» **REQUIRED ACTION**:
Copy out the passage on conservation in Kenya word for word, starting at the words "You’ve spoken about" and stopping after "own wildlife agenda.".

And in many parts of Africa, conservation goes along with controlling lands in one way or another. Look at the hirola antelope, a highly endangered animal restricted to eastern Kenya. An NGO has gone and fenced in much of the remaining population, to “protect it from predators”. But by doing that, they’ve fenced in the dollars as well. Any donor funds that go toward hirola conservation will now go to them. And when you restrict a wild population like that, diseases get amplified, parasite loads increase. It is amazing to see the negative impacts of fences in wild landscapes. More often than not, it’s little to do with conservation, more to do with material gains.

You’ve spoken about how wildlife tourism in Kenya, and other parts of Africa, has cemented inequality and racial prejudice in a way that is rarely acknowledged. Tell us more. 

  In Kenya, wildlife management structures and organisations were created by British colonial authorities. They were set up to guard, not to think about policy or research. There’s no organisation here like the Wildlife Institute of India, for instance, which sets the research agenda. For us, it’s driven by NGOs, which is a problem. We need to set our own wildlife agenda.

» **DATASET RECORDS**:

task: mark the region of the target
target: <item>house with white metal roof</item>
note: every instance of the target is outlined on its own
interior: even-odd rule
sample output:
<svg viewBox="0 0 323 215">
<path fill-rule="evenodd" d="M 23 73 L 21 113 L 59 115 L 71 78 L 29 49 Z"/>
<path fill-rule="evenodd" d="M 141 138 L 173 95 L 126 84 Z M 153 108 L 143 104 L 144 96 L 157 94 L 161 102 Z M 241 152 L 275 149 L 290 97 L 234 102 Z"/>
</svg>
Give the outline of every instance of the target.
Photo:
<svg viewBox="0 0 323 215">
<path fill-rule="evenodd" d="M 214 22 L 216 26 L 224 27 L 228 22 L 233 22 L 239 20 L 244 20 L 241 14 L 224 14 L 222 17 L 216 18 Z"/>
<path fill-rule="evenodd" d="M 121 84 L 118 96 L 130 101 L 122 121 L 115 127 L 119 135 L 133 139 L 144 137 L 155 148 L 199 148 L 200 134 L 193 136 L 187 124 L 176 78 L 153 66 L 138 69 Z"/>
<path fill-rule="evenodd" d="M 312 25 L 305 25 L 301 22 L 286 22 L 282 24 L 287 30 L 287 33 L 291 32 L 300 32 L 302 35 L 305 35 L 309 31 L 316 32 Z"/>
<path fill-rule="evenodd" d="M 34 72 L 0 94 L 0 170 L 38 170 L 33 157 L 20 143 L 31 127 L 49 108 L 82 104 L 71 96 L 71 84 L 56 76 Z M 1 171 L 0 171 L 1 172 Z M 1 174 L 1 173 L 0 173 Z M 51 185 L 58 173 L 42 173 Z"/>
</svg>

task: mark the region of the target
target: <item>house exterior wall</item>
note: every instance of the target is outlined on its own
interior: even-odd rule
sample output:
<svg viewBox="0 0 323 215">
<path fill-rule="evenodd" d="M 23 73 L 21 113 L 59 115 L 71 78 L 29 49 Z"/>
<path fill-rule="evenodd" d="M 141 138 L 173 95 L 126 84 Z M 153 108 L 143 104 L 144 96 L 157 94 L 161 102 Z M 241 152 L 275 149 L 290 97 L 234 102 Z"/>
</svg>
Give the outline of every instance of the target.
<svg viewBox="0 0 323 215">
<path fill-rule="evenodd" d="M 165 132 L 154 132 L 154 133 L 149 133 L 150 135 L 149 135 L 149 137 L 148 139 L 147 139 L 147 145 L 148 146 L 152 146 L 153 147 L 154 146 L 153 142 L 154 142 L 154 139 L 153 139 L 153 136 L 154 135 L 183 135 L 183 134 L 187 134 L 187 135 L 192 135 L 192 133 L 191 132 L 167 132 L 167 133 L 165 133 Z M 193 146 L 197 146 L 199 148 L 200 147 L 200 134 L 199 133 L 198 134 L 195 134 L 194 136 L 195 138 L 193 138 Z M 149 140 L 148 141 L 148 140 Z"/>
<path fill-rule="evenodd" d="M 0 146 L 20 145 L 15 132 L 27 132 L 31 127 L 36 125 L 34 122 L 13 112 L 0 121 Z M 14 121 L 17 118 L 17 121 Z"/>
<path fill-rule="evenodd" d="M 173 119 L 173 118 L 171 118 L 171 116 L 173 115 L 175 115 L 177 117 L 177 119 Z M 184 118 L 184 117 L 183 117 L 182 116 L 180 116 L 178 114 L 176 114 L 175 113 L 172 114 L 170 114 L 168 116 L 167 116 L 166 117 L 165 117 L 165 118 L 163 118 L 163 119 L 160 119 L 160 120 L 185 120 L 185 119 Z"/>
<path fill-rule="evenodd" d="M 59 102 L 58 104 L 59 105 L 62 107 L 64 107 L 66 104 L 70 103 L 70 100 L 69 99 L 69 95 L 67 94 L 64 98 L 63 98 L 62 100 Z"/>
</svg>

» **ANSWER TO THIS TASK**:
You’ve spoken about how wildlife tourism in Kenya, and other parts of Africa, has cemented inequality and racial prejudice in a way that is rarely acknowledged. Tell us more. 

  In Kenya, wildlife management structures and organisations were created by British colonial authorities. They were set up to guard, not to think about policy or research. There’s no organisation here like the Wildlife Institute of India, for instance, which sets the research agenda. For us, it’s driven by NGOs, which is a problem. We need to set our own wildlife agenda.